> [Written exercise]: From the cast and episode list below, name every guest voice actor who also voices a second character, along with that second character.

> [Extract provided]:
┄┄┄┄┄┄┄┄┄┄

The Leptons also include two characters who do not have voice actors but are prominent: Lulu, a cowardly green ape-like alien and Bob, a diminutive grey alien.

===Guest===
- Norman Reedus as Bacchus LaBrute, the blue-skinned greaser-style leader of a biker gang called the Middle Fingers, who are cyborg aliens that live in the wastelands.
- Stephanie Sheh as Luna, the leader of the Sailor Moon-esque team the Ashigari Princesses and an old rival of Gaz who wants to steal the secret of the Ballmaster formation.
  - Sheh also voices Rudy Drax, a albino boy without limbs who idolizes Flypp Champion.
- Mike O'Gorman as Buddy Marinara, the Leptons' two-faced manager who is always looking for a way to exploit his team's newfound fame.
  - O'Gorman also voices a shopkeeper of an Animal Shelter that Ace volunteers at.
- Jo Firestone as Ace's Robotic Mother, a robot disguised as a fancy-dressed woman who adopts Ace.
- Rachel Dratch as The Blab, a talking worm-like STD creature that grows out of Gaz's stomach.
- Cree Summer as Obah Wexley, a blue-skinned Oprah Winfrey-like alien who works as a talk show host.
- Doc Hammer as Milky van Montebag, a blond-haired manager who tries to cash in on Ace's fame.
  - Hammer also voices the mecha butler in Rupert's mansion.
- Ed Asner as Rupert T. Digzfield IV, Gaz's rich father and founder of the Digzfield Lunar Drilling Corporation.
- Joshua Henry as Demon Saytar, Crayzar's father.
- Timothy Levitch as Tyetaynus, Crayzar's younger brother.

==Episodes==

| Season | Episodes |  | Originally released |  |
| First released | Last released |
| 1 | 10 |  | April 9, 2018 | May 7, 2018 |
| 2 | 10 |  | February 24, 2020 | March 23, 2020 |
| Special | 1 |  | February 20, 2023 |  |

===Season 1 (2018)===
Phil Ahn and Christy Karacas provide the storyboards for every episode, but there are different co-storyboarders that work with them depending on the episode.

┄┄┄┄┄┄┄┄┄┄

> [Record excerpts]:
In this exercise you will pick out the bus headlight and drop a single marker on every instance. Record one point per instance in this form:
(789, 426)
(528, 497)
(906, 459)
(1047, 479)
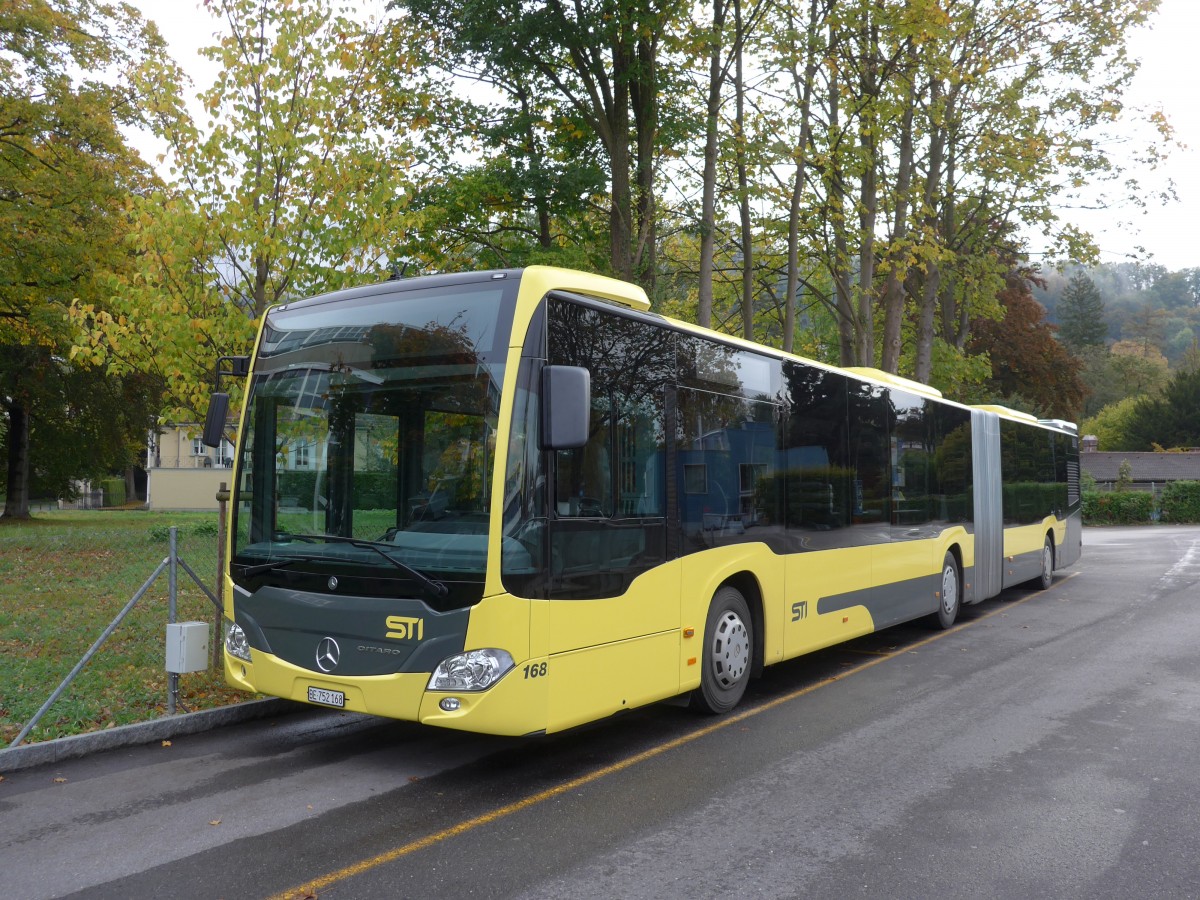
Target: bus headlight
(235, 642)
(472, 671)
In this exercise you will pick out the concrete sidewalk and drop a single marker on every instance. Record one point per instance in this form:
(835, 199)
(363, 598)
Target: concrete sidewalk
(51, 751)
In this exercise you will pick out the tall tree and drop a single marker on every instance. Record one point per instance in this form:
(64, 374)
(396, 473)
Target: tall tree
(605, 59)
(509, 174)
(1173, 419)
(289, 187)
(65, 179)
(1081, 315)
(1026, 360)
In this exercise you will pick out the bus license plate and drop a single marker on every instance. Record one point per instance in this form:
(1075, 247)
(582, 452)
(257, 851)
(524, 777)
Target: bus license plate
(329, 699)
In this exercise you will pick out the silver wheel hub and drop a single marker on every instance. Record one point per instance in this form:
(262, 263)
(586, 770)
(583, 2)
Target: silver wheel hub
(949, 591)
(731, 649)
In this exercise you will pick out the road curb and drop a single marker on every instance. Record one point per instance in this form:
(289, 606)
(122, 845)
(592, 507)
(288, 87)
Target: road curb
(51, 751)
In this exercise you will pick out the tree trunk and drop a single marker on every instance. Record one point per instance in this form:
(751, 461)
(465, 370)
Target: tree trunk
(16, 504)
(645, 95)
(708, 202)
(743, 180)
(893, 287)
(793, 216)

┄┄┄┄┄┄┄┄┄┄

> [The output]:
- Stephanie Sheh: Rudy Drax
- Mike O'Gorman: a shopkeeper of an Animal Shelter that Ace volunteers at
- Doc Hammer: the mecha butler in Rupert's mansion